DESCRIPTION OF THE TASK ::
Return all the entries below exactly, except for the images they hold.

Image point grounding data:
*** Block opens ***
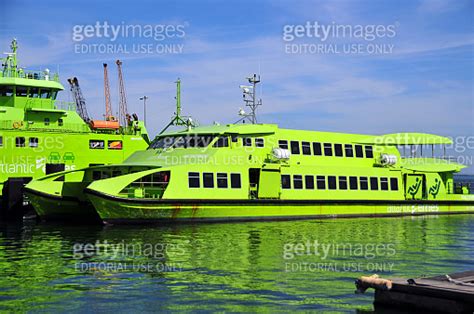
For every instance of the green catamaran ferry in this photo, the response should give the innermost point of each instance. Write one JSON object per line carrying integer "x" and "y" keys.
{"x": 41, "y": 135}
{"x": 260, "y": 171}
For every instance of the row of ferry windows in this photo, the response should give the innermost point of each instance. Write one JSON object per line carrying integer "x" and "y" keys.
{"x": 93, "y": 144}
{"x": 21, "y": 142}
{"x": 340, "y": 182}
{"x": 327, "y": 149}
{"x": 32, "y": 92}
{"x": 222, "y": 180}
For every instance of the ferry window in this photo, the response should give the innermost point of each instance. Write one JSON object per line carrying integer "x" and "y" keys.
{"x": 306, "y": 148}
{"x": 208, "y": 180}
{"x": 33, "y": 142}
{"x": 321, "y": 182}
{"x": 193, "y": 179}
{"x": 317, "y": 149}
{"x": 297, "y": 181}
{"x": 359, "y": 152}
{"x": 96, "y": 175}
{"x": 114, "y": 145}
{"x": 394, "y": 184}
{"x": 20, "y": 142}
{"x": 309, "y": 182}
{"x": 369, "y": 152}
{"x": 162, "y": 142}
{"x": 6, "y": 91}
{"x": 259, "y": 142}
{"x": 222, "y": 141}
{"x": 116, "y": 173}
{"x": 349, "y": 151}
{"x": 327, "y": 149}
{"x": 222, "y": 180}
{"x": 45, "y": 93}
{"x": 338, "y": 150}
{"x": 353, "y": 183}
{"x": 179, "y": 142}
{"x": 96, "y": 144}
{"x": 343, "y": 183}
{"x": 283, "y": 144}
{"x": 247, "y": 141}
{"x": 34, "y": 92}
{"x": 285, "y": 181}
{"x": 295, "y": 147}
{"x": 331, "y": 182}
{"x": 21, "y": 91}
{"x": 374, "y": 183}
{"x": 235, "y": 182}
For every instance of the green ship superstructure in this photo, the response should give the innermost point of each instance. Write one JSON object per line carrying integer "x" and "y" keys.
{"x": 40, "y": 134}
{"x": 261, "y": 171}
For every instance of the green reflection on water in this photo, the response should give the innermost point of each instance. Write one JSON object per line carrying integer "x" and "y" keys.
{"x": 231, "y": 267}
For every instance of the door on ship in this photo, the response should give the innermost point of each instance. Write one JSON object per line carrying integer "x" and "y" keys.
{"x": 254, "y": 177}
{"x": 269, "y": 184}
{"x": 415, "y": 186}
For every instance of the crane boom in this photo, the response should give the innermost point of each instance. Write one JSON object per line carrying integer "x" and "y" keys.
*** Block closes ***
EXPECTED ANSWER ::
For every instance of the green catamaran ferry in this photo, the response should give the innermost point of each instance. Write one JSON object per line carrying integer "x" and "y" keys.
{"x": 41, "y": 135}
{"x": 260, "y": 171}
For every instance of the row of ferry windows in this photo, the response should give the innermost point of each instance. Write one JSON object per line carrying integer "x" and "y" keys.
{"x": 93, "y": 144}
{"x": 21, "y": 142}
{"x": 340, "y": 182}
{"x": 327, "y": 149}
{"x": 32, "y": 92}
{"x": 222, "y": 180}
For every instance of the ferry window in this photo, the response should give the innermost point of each instance. Write one JSON object per line carrying integer "x" and "y" keys.
{"x": 306, "y": 148}
{"x": 208, "y": 180}
{"x": 33, "y": 142}
{"x": 321, "y": 182}
{"x": 193, "y": 179}
{"x": 317, "y": 149}
{"x": 297, "y": 181}
{"x": 359, "y": 152}
{"x": 96, "y": 175}
{"x": 114, "y": 145}
{"x": 394, "y": 184}
{"x": 20, "y": 142}
{"x": 309, "y": 182}
{"x": 369, "y": 152}
{"x": 162, "y": 142}
{"x": 6, "y": 91}
{"x": 259, "y": 142}
{"x": 222, "y": 141}
{"x": 116, "y": 173}
{"x": 349, "y": 151}
{"x": 327, "y": 149}
{"x": 222, "y": 180}
{"x": 45, "y": 93}
{"x": 338, "y": 150}
{"x": 353, "y": 183}
{"x": 179, "y": 142}
{"x": 96, "y": 144}
{"x": 343, "y": 183}
{"x": 283, "y": 144}
{"x": 247, "y": 141}
{"x": 34, "y": 92}
{"x": 285, "y": 181}
{"x": 295, "y": 147}
{"x": 331, "y": 182}
{"x": 21, "y": 91}
{"x": 374, "y": 183}
{"x": 235, "y": 182}
For every instance of the green ship superstructure in this photo, the response should give the innermost point of each instance. Write one JSON object per line carrying integer "x" and "y" keys.
{"x": 40, "y": 134}
{"x": 261, "y": 171}
For every instance of the green reflection on water in this photo, the response should give the innermost point of each instance. Write one JSON object per line carrying integer "x" and "y" keys.
{"x": 231, "y": 267}
For every instance of the door on ship in this photo, the response should give the innermost point of each instance. Write one JSON object per line carrying integer "x" and "y" keys.
{"x": 254, "y": 177}
{"x": 269, "y": 184}
{"x": 415, "y": 186}
For every instance of the crane boom in this photo, the response should give the innermost point of each instance. Write one JSON object per line carrying integer "x" and "y" keys.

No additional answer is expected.